* **What you need to do**: In full and without alteration, transcribe the listing.

* **Input data**:
══════════

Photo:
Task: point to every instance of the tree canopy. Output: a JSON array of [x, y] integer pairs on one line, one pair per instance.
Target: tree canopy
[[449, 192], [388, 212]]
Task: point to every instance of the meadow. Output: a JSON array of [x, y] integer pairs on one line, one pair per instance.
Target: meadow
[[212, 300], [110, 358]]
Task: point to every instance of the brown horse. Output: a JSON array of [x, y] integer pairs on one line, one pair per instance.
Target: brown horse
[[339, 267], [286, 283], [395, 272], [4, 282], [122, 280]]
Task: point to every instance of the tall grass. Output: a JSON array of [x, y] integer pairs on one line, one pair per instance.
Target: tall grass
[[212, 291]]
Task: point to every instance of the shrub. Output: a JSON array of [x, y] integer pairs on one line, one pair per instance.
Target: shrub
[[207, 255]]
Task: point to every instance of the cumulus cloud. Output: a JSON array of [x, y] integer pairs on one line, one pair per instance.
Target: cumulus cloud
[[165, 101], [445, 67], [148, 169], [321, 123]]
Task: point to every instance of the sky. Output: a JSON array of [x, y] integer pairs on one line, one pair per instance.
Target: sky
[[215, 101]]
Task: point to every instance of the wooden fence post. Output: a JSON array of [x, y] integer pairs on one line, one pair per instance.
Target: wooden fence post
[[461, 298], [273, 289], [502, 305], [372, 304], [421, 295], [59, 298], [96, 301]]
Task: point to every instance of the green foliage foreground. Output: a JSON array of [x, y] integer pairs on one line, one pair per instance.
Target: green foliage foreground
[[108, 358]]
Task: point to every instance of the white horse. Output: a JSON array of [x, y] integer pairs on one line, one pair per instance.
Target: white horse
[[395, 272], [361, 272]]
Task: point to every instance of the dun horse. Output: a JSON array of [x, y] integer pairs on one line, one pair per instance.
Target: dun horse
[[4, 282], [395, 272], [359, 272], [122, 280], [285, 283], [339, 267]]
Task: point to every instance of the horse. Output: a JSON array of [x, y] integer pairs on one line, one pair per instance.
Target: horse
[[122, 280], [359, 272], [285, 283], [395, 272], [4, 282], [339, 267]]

══════════

* **Answer section**:
Photo:
Task: point to every instance of the tree canopy. Output: a JSON array of [x, y] integer pairs on one line, one pair per instance.
Target: tree canopy
[[449, 192], [388, 212]]
Task: point to every instance of the meadow. Output: a JSON array of [x, y] integer pairs on one line, one pair per instance.
Target: meadow
[[212, 300], [110, 358]]
Task: point to every instance of the brown horse. Output: a JSON array of [x, y] integer pairs on one line, one pair per instance.
Target: brown horse
[[339, 267], [286, 283], [395, 272], [4, 282], [122, 280]]
Task: point to every instance of the tall grass. Output: a JSON array of [x, y] integer pairs on one line, one pair per instance.
Target: tall grass
[[212, 291]]
Task: point to every instance of the shrub. Output: a JSON array of [x, y] integer pairs on one line, one pair per instance.
Target: shrub
[[207, 255]]
Task: point to every instance of the cumulus cloud. Output: a JSON array of [x, y] integer pairs on one line, one pair per instance.
Target: cumulus cloud
[[165, 101], [445, 67], [148, 169], [321, 123]]
Task: point to every instance of the sky. Output: a JSON array of [x, y] integer pairs on one line, one pair per instance.
Target: sky
[[215, 101]]
Task: point to every instance of the wooden fence post. Output: a JSON array of [x, y] integer pairs on one line, one pair per instance.
Target: wooden fence post
[[461, 298], [273, 289], [502, 305], [372, 304], [421, 295], [59, 298], [96, 301]]
Task: point to every instance of the green foliage foreground. Output: a JSON array of [x, y] integer pairs on one line, one pair per instance.
Target: green foliage foreground
[[108, 358]]
Task: point to every instance of the white horse. Output: a JSON array of [x, y] integer pairs on one line, one pair per instance.
Target: white horse
[[395, 272], [361, 272]]
Task: point to every instance of the dun horse. Output: a JSON array of [x, y] integer pairs on one line, one pair per instance.
Target: dun horse
[[4, 282], [395, 272], [359, 272], [122, 280], [285, 283], [339, 267]]
Task: point to every instance of the horse. Output: a JSON array of [x, y] integer pairs on one line, one pair per instance.
Target: horse
[[122, 280], [359, 272], [285, 283], [395, 272], [4, 282], [339, 267]]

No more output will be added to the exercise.